* Document passage:
Maldives' Mohamed Nasheed with the Rt Hon Patricia ScotlandEx-President Nasheed and his team met Commonwealth Secretary-General Patricia Scotland in April [picture: Mohamed Nasheed's Facebook site]

This Opinion by Kai Reddy & Uladzimir Dsenisevich is from the latest edition of The Round Table Journal: The Commonwealth Journal of International Affairs 

The Maldives has been on the Commonwealth’s radar since the ousting of President Mohamed Nasheed in 2012. The oppressive political climate, with civil liberties being strictly curtailed and threats to the rule of law and democracy, has led to a global outcry. While the Commonwealth has certainly stepped in and exerted pressure on the Maldives government, it has stopped short of taking the firm decisive action needed to save democracy in the island country. Truly, the very survival of democracy is what is at stake in the Maldives today.

* Given request A:
Reproduce the part of the Maldives opinion piece that opens with the words containing "Maldives' Mohamed Nasheed" and closes with "the Maldives today.".
* Given request B:
In what year was President Mohamed Nasheed ousted, according to the Maldives opinion piece?
The material that comes after this point is separate from the Maldives opinion piece.

* Stored data:
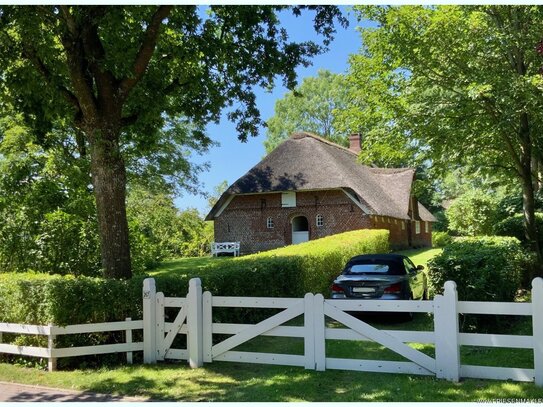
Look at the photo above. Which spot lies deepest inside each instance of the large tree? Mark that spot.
(459, 83)
(311, 107)
(116, 74)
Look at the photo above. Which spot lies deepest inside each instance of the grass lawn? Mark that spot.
(191, 265)
(236, 382)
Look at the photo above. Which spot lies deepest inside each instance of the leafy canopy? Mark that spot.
(310, 107)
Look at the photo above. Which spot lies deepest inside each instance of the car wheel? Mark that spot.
(408, 316)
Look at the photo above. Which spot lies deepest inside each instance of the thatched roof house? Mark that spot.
(322, 183)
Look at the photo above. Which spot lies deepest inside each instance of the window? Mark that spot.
(288, 199)
(319, 221)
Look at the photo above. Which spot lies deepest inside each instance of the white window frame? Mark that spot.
(288, 199)
(319, 220)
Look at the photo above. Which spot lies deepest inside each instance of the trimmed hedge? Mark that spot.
(484, 268)
(514, 226)
(441, 239)
(286, 272)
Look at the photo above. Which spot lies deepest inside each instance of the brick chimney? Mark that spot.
(355, 141)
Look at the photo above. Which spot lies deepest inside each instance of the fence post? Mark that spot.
(128, 335)
(207, 341)
(309, 331)
(537, 328)
(446, 333)
(320, 338)
(194, 322)
(149, 320)
(159, 326)
(52, 361)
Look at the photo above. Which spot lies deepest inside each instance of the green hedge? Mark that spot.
(514, 226)
(286, 272)
(484, 268)
(441, 239)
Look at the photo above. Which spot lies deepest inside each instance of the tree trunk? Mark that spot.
(109, 182)
(528, 198)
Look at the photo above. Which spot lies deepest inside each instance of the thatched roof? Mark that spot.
(308, 162)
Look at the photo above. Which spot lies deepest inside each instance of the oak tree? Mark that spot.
(116, 74)
(462, 85)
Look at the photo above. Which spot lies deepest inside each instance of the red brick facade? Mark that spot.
(246, 219)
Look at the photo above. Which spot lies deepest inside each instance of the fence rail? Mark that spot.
(205, 339)
(52, 353)
(446, 337)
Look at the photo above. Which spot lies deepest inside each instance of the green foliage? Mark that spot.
(514, 226)
(135, 87)
(472, 214)
(67, 244)
(158, 230)
(441, 239)
(484, 268)
(453, 86)
(289, 272)
(310, 107)
(35, 298)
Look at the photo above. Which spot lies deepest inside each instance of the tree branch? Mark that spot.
(105, 81)
(145, 52)
(30, 53)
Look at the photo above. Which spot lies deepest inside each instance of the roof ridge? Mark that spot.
(302, 134)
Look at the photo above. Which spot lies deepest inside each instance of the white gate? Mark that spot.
(195, 320)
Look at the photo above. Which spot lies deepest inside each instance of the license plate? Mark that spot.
(363, 290)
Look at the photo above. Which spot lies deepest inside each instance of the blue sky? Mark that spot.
(232, 158)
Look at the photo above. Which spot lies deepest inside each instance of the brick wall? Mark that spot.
(245, 220)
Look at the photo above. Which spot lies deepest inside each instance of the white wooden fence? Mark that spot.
(195, 320)
(51, 353)
(225, 247)
(196, 315)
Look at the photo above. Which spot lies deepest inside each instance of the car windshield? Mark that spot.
(369, 268)
(374, 267)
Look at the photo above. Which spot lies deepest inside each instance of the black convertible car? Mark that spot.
(380, 276)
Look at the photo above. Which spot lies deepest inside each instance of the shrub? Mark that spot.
(472, 214)
(441, 239)
(36, 298)
(514, 226)
(484, 268)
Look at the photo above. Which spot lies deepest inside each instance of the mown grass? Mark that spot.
(236, 382)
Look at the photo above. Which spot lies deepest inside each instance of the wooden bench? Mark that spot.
(224, 247)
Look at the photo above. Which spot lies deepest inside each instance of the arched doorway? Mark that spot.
(300, 229)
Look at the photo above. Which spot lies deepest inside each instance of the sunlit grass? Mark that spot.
(222, 381)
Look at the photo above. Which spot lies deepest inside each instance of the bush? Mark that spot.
(441, 239)
(484, 268)
(35, 298)
(514, 226)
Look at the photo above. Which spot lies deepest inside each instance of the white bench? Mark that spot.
(224, 247)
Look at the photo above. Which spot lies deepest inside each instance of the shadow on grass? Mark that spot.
(236, 382)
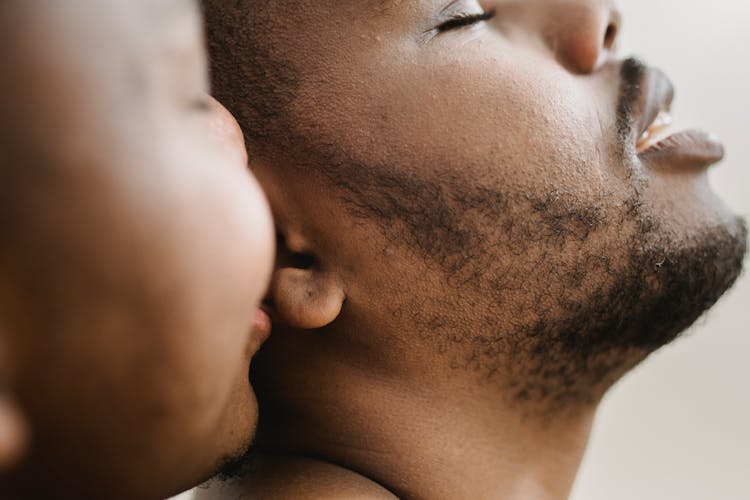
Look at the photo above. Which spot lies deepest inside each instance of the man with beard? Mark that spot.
(483, 223)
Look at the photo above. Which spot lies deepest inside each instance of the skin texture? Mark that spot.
(467, 232)
(135, 250)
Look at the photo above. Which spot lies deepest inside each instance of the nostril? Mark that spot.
(610, 35)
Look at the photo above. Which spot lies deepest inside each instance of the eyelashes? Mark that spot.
(464, 20)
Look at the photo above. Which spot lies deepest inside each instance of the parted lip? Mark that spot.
(656, 96)
(655, 144)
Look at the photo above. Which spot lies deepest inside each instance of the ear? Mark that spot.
(304, 294)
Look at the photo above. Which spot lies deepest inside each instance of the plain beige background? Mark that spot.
(678, 427)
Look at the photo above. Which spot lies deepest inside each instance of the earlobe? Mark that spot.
(307, 298)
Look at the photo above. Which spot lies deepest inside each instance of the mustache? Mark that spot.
(632, 74)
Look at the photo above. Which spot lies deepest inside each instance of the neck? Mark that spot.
(431, 438)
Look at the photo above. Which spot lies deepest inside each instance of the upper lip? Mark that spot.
(656, 96)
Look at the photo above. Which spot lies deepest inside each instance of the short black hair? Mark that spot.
(249, 75)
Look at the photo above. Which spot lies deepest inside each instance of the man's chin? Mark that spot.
(664, 288)
(235, 467)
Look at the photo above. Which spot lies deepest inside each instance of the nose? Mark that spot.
(583, 33)
(226, 132)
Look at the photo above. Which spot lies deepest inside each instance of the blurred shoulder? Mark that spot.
(295, 478)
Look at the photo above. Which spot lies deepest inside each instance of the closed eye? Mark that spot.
(464, 20)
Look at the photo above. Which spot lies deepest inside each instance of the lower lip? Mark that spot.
(684, 151)
(261, 325)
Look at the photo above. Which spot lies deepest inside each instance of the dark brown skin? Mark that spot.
(135, 250)
(472, 251)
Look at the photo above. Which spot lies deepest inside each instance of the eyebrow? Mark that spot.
(448, 7)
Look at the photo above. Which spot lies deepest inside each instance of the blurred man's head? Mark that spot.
(471, 189)
(135, 251)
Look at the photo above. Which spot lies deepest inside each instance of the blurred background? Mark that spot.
(678, 427)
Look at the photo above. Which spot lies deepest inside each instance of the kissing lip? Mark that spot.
(683, 151)
(656, 97)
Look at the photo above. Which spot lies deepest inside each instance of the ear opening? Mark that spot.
(303, 294)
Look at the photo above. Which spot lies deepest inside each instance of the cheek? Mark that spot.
(472, 111)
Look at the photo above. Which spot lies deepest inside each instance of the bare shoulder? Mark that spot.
(296, 478)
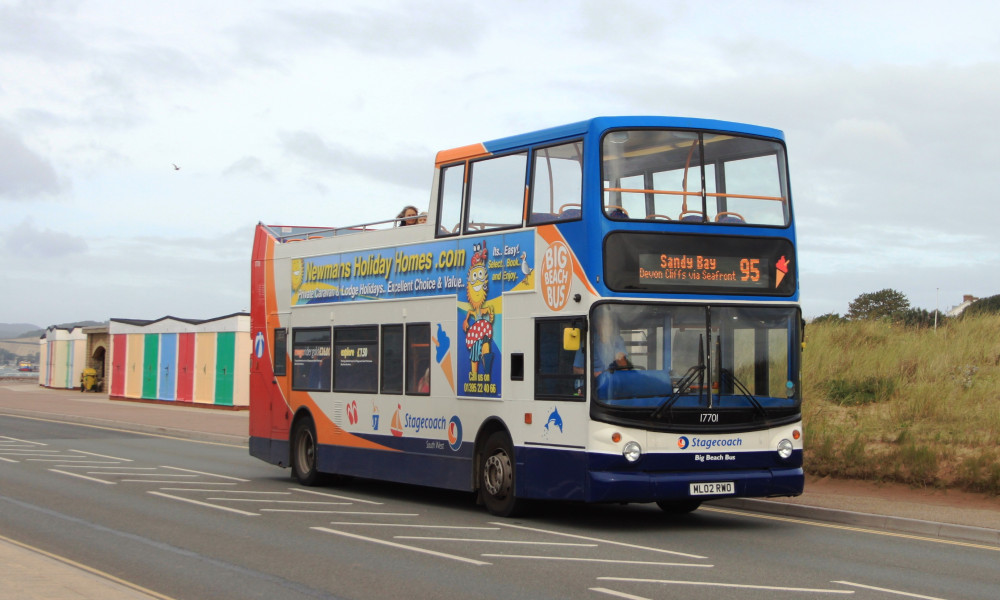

* Right answer A:
Maldives' Mohamed Nasheed with the Rt Hon Patricia ScotlandEx-President Nasheed and his team met Commonwealth Secretary-General Patricia Scotland in April [picture: Mohamed Nasheed's Facebook site]

This Opinion by Kai Reddy & Uladzimir Dsenisevich is from the latest edition of The Round Table Journal: The Commonwealth Journal of International Affairs 

The Maldives has been on the Commonwealth’s radar since the ousting of President Mohamed Nasheed in 2012. The oppressive political climate, with civil liberties being strictly curtailed and threats to the rule of law and democracy, has led to a global outcry. While the Commonwealth has certainly stepped in and exerted pressure on the Maldives government, it has stopped short of taking the firm decisive action needed to save democracy in the island country. Truly, the very survival of democracy is what is at stake in the Maldives today.

* Right answer B:
2012